### List of tasks
#1 In the VLAN segmentation thread, what three primary reasons are given for separating VLANs?
#2 Return everything in the VLAN segmentation thread from "Sr. Network Engineer" down to "behind Traffic Management.", copied word for word.

Pretty sure this question is the same as this one?

DanNetwork Engineer


Atals - yes, totally forgot I had opened that, it's very close, I'm just getting close to making a decision, forgot bout it.
Sr. Network Engineer
Separating VLANS or macros segmentation is generally done for three primary reasons:

1.  Security/Access Control
2.  Administrative Control and Customization/Specifics
3.  Traffic Management

All of these have already been hinted at above.  I think everyone has pretty well pinged on the major one in your scenario - the phones - at least as far as you are relating relevant information.  Because of the specifics of your deployment and questions as to trust/liability, the security question is probably going to be the big one behind Traffic Management.  

The one thing that I will add to the conversation that has not really been stated yet is this - I would go ahead and segment into subnets/vlans if for no other reason than it sets a pattern that may not be absolutely critical to function today but could become at some future point.  It is a lot easier to build it in today than it will ever be in the future.  How you choose to leverage that segmentation in the immediate is your call but it will be their and you will save yourself the biggest potential headache in the scenario - segmentation in an established/we're used to this network.

### Record set

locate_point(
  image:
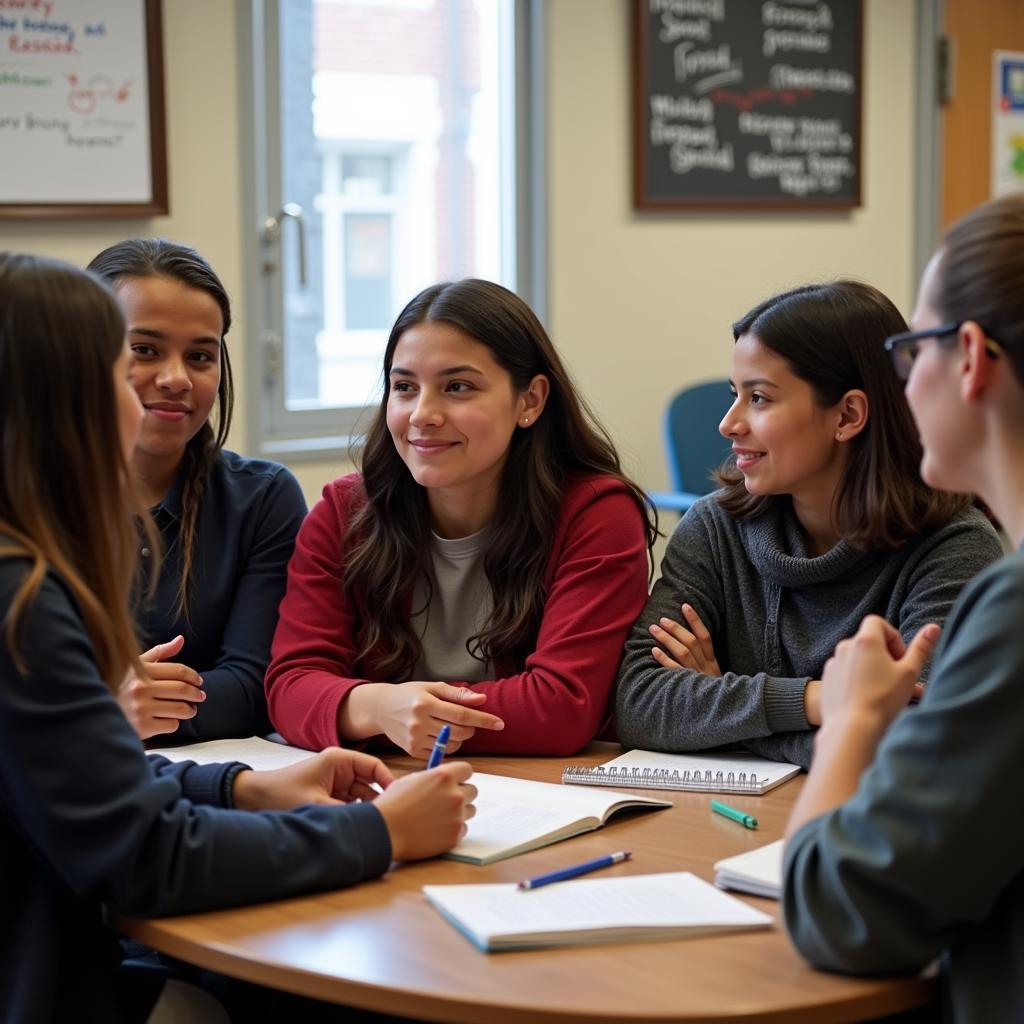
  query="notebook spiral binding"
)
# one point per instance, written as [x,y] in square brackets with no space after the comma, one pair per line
[664,778]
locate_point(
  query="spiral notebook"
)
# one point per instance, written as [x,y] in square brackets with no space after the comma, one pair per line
[738,772]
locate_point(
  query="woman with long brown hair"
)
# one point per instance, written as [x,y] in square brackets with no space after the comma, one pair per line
[904,846]
[822,517]
[227,523]
[483,569]
[87,820]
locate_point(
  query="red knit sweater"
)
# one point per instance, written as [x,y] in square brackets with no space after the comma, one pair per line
[597,585]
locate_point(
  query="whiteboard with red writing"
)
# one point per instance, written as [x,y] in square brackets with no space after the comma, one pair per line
[81,109]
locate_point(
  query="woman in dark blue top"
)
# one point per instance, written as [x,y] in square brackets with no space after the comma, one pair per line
[227,523]
[87,820]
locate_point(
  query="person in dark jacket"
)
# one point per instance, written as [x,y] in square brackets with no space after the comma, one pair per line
[904,845]
[87,820]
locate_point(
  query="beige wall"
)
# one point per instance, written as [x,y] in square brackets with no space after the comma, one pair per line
[640,304]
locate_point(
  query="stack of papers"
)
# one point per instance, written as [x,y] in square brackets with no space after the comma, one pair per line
[758,871]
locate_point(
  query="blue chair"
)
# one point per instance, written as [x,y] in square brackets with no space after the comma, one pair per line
[692,443]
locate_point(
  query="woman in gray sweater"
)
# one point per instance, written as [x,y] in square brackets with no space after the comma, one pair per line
[822,519]
[905,843]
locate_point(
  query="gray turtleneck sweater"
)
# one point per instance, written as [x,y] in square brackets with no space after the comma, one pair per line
[775,616]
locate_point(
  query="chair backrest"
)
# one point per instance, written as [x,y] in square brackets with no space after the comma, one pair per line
[692,443]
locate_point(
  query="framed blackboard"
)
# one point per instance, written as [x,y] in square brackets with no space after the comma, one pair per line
[82,126]
[747,103]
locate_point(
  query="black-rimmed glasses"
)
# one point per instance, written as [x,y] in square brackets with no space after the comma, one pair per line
[904,347]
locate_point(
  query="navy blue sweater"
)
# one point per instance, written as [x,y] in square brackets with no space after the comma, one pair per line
[250,512]
[88,820]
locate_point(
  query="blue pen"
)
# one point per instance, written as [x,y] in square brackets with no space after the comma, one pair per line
[572,872]
[437,754]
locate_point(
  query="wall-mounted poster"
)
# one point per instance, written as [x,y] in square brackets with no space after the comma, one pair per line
[747,103]
[81,109]
[1008,122]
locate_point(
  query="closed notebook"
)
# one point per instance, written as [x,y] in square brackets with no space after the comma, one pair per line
[734,772]
[590,910]
[758,871]
[514,815]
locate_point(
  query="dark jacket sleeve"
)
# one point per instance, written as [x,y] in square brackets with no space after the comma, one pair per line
[236,702]
[78,790]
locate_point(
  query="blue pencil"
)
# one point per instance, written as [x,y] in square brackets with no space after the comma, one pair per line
[440,744]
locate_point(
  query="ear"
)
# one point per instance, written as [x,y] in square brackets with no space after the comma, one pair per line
[532,400]
[977,366]
[852,415]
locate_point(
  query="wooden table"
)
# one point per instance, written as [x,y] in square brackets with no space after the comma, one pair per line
[381,946]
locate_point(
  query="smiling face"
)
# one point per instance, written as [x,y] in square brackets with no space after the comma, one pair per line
[452,412]
[174,333]
[783,440]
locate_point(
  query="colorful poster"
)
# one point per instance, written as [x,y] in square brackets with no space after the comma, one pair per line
[1008,122]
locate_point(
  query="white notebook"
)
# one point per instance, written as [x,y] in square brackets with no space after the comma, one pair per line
[261,754]
[758,871]
[589,910]
[514,815]
[734,772]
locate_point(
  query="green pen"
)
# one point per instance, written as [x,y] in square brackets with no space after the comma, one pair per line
[747,820]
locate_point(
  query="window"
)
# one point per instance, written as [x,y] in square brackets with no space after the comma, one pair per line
[388,138]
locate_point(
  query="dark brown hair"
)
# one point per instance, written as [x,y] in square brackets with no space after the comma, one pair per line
[389,536]
[830,335]
[980,272]
[161,258]
[66,495]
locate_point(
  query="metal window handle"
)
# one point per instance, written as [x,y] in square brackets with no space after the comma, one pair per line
[271,232]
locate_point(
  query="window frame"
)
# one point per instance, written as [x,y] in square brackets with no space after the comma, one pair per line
[295,435]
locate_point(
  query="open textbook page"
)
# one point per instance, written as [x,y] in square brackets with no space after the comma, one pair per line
[260,754]
[514,815]
[636,906]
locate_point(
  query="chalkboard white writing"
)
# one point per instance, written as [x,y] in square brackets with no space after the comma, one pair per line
[747,103]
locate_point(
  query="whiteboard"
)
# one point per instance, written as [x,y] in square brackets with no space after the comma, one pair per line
[80,81]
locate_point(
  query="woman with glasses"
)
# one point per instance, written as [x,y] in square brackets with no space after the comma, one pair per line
[905,844]
[821,519]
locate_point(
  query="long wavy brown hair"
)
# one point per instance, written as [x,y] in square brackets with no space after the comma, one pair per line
[162,258]
[388,539]
[830,335]
[67,499]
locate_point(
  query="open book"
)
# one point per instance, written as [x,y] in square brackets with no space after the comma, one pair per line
[733,772]
[514,815]
[636,906]
[263,755]
[758,871]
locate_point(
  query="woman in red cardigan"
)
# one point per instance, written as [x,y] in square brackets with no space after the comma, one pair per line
[485,567]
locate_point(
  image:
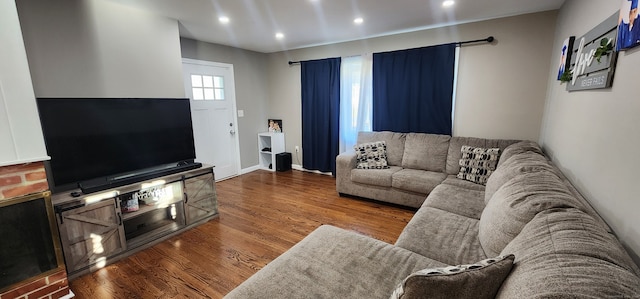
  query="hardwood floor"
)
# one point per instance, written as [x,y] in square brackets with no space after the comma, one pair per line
[262,214]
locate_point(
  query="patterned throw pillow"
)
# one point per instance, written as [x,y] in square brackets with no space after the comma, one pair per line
[477,163]
[479,280]
[372,155]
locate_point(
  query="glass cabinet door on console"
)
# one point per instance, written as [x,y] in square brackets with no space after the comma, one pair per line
[90,234]
[200,197]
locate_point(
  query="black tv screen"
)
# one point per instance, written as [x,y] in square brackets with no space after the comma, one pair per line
[92,138]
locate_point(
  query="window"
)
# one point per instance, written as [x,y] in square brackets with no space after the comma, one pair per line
[208,88]
[355,99]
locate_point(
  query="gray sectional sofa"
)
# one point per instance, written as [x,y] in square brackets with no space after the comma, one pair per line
[528,214]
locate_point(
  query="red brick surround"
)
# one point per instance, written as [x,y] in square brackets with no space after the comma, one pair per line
[18,180]
[53,286]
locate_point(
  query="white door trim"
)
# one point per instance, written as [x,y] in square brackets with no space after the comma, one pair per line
[233,102]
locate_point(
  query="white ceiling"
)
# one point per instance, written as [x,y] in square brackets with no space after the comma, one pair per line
[305,23]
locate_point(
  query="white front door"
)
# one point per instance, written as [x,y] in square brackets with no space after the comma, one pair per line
[211,88]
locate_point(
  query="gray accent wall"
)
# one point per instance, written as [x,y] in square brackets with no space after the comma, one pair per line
[95,48]
[501,87]
[593,135]
[251,77]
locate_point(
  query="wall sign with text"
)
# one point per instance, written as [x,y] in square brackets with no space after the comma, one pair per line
[594,57]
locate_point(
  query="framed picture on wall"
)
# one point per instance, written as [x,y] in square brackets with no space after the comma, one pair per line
[628,25]
[565,56]
[275,125]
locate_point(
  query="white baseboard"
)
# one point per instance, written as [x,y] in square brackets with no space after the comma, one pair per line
[249,169]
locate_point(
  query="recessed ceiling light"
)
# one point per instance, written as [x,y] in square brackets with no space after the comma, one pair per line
[448,3]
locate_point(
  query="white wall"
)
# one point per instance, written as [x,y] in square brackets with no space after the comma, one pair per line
[501,87]
[250,70]
[94,48]
[593,135]
[20,133]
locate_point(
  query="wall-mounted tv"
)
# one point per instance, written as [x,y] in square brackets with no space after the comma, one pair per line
[98,141]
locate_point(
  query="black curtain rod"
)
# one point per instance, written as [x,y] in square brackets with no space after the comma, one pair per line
[489,39]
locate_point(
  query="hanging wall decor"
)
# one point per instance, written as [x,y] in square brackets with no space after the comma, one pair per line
[565,58]
[593,60]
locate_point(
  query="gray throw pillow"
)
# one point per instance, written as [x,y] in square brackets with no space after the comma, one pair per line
[479,280]
[477,164]
[372,155]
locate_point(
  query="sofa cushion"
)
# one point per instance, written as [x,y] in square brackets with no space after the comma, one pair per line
[376,177]
[477,163]
[334,263]
[478,280]
[456,199]
[371,155]
[394,141]
[425,151]
[519,148]
[419,181]
[516,203]
[564,253]
[455,181]
[439,235]
[456,143]
[521,163]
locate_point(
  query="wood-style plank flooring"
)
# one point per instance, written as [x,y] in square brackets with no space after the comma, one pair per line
[262,214]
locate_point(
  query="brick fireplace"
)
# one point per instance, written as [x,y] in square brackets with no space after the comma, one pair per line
[17,181]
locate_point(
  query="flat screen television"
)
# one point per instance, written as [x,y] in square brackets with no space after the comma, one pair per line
[99,143]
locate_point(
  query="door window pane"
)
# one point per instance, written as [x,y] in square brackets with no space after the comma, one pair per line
[219,94]
[208,88]
[207,81]
[219,81]
[196,81]
[208,94]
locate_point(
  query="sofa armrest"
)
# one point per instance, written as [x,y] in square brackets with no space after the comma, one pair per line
[345,162]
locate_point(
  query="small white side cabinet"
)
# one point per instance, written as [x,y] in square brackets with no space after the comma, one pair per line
[269,144]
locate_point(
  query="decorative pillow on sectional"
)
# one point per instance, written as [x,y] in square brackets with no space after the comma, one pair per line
[477,164]
[372,155]
[479,280]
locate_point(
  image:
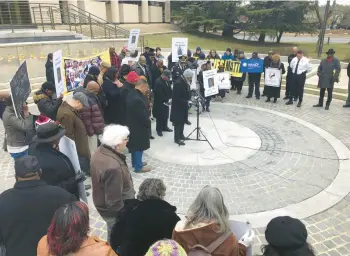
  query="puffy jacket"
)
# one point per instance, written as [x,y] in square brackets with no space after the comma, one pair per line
[46,105]
[19,132]
[92,116]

### Responses by task
#1 Security/access control, administrative control and customization/specifics, and traffic management.

#2
Sr. Network Engineer
Separating VLANS or macros segmentation is generally done for three primary reasons:

1.  Security/Access Control
2.  Administrative Control and Customization/Specifics
3.  Traffic Management

All of these have already been hinted at above.  I think everyone has pretty well pinged on the major one in your scenario - the phones - at least as far as you are relating relevant information.  Because of the specifics of your deployment and questions as to trust/liability, the security question is probably going to be the big one behind Traffic Management.